The only stipulation is that Xeno must make a fretboard that extends all the way to the bridge, and install every fret that occurs between the nut and bridge.
If it takes Xeno an average of 1 second to install and dress each fret, and he can make the fret as small as needed to fit, how old will Xeno be when he completes the fretboard if he started on his 35th birthday?
I truly understand the desire for maniacally precise machining, but do keep in mind how terribly miniscule the differences are that we are talking about here. Let's look at about the most extreme example you're likely to find. Take a 7.25" constant radius neck, 24 frets, with a dramatic taper of 1.375" string spacing at the nut to 2.125" spacing at the bridge. If my quick math is correct (I've been at the shop since 4 AM, so it may be a bit foggy), if you adjusted the neck to dead straight in the center from the nut to the 24th fret, you would end up with about five and a half thousandths backbow in the center of the outer strings. Not an insignificant amount, but keep in mind this is all variables at their extremes (but still part of the reason I don't care for constant 7.25" radius boards).
Come back to the more reasonable, say a 16" constant radius board, with 1.5" spacing at the nut and 2.125" at the bridge, and a 20 fret board adjusted dead straight in the center, and now you're down below one and a half thousandth backbow at the center of the outer strings. Of course that's with the theoretically straight neck from nut to 20th fret. Consider the same board leveled with a bit of fall away at the extension, and adjusted straight in the center from the nut to the 12th fret, and you're looking at about three-quarter of a thousandth backbow under the outer strings between the nut and the 12th.
By this point, even with a constant 16" radius board, we are at least bordering on, if not well in to the abstract of machining a board. Your methods of glueing the board to the neck, glueing the neck to the body, fretting, and any dressing of the board or the frets you may do will play a more dominant role than this. Move in to just about any reasonable compound ratio, and the differences will be even less significant.

- [Dataset records]:
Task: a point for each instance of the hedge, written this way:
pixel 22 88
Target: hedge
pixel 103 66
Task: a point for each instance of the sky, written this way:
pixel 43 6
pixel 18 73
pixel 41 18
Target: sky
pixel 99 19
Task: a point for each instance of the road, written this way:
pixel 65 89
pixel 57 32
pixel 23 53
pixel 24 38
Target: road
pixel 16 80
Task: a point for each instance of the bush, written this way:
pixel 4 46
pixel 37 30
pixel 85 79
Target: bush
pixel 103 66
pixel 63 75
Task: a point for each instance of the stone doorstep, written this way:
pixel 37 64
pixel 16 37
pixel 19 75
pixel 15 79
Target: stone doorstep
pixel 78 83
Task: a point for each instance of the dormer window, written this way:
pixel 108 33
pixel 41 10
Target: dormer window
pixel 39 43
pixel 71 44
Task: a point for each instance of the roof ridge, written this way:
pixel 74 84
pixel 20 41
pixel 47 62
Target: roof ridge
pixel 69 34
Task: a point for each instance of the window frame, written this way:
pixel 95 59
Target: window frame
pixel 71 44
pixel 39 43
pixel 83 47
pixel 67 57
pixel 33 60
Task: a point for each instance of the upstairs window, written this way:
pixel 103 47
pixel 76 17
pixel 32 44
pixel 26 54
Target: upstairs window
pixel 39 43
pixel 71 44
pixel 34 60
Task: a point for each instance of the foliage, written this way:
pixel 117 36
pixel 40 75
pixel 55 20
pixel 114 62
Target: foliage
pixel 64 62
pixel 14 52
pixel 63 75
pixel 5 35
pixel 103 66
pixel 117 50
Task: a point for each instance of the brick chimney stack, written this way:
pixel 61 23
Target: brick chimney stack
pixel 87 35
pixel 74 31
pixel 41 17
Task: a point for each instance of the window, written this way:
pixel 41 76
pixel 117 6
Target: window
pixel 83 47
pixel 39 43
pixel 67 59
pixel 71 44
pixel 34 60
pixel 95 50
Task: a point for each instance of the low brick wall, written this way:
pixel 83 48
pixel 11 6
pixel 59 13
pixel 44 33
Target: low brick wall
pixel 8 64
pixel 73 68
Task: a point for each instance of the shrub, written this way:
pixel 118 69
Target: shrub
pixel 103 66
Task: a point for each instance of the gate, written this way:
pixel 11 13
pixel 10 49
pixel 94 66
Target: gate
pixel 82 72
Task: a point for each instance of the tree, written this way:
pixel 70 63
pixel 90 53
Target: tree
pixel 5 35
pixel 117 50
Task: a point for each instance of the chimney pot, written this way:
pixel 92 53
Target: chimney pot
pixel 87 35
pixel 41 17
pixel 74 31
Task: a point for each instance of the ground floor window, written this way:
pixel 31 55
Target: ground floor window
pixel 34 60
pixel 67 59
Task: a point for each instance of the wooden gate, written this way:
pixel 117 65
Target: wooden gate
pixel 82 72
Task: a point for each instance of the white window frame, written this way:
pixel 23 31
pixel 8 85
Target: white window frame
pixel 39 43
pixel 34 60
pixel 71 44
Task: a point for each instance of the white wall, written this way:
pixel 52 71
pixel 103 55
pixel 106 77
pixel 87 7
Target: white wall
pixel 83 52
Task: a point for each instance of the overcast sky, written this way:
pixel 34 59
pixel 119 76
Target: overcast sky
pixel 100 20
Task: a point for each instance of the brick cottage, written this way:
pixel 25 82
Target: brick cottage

- [Exercise instructions]:
- a) In the fretboard discussion, write out everything from "Come back to" down to "and the 12th.".
- b) In the fretboard discussion, how much backbow at the center of the outer strings does the 7.25" constant radius example produce when the neck is adjusted dead straight in the center from the nut to the 24th fret?
- c) Carry on the fretboard discussion from where it stops.

- [Answer set]:
- a)
Come back to the more reasonable, say a 16" constant radius board, with 1.5" spacing at the nut and 2.125" at the bridge, and a 20 fret board adjusted dead straight in the center, and now you're down below one and a half thousandth backbow at the center of the outer strings. Of course that's with the theoretically straight neck from nut to 20th fret. Consider the same board leveled with a bit of fall away at the extension, and adjusted straight in the center from the nut to the 12th fret, and you're looking at about three-quarter of a thousandth backbow under the outer strings between the nut and the 12th.

- b) About five and a half thousandths.

- c)
My point about the constant spacing/radius ratio is that even if only important in theory, it will reliably create a perfectly straight playing surface beneath each string. Yes, if your fret slots are cut perpendicular to the bottom of the board each fret will form a theoretical ellipse rather than radius, but regardless of how their end shapes are defined they will still form a perfectly straight line under each string. You just won't be able to call them a perfect theoretical radius, but the amount by which they would differ would be better discussed in millionths of an inch rather than thousandths, which of course is entirely abstract in this application.
I applaud your efforts for seeking the perfect method, and greatly enjoy the mathematical riddles. In terms of any practical benefit however, there is really just none to be realized in improvements over the axle-style radiusing tool set up to the constant radius/spacing ratio. This is true even in the most abstract sense in terms of establishing a straight line beneath each string, and the only benefit you have to gain is in making each fret shaped to a theoretically perfect radius.
I tried to find your description of the mechanical means of achieving this goal, but wasn't sure which post it was. One that has been discussed before is to shape the board with a router setup, run on rails along the length of the board and guided on radius forms on the ends (or by moving the board across it's width on these radius forms beneath the router). If as you moved the rails across the board you made sure to move each end in line with the string spacing (possible to do by belts or gears if you set it up strategically), this would deliver your goal of a straight line under each string and true radius at each fret. Maybe that's what you already proposed, and I just couldn't find it.
In any case, the tolerances of such tooling would render most of the precision moot, as even if you set it up on a sturdy base with a fresh cutter on a Hardinge mill, creating end lines to half a thousandth tolerance on machined wood would be a pretty lofty goal.
All great ideas, and worthy of considering whenever you're designing any tool. In the end though, there are just a lot of other variables that overshadow such considerations in my experience.
Thanks David.. The other consideration however, is what the string does when you bend on a typically made compound radius board. When you bend, no matter what you do the string will always travel uphill on the cone. Granted when the end radius is very close to "correct" the error is indeed minimal. It's when you make the end radius much wider than "correct", the error gets larger. Using a slant or elliptical cone, you can manipulate the cone to keep the string "level" or even move downhill" relative to the cone when bending, and thus theoretically you could lower the action a "tiny bit" more and use a "tiny bit" less relief. Yes you can true the board or the frets to the string paths, but then you got to do it. I personally don't want to, and I don't think it's much trouble to "get it good" the first time, whatever way it's done. In fact, once you set it up, it would take just as long either way.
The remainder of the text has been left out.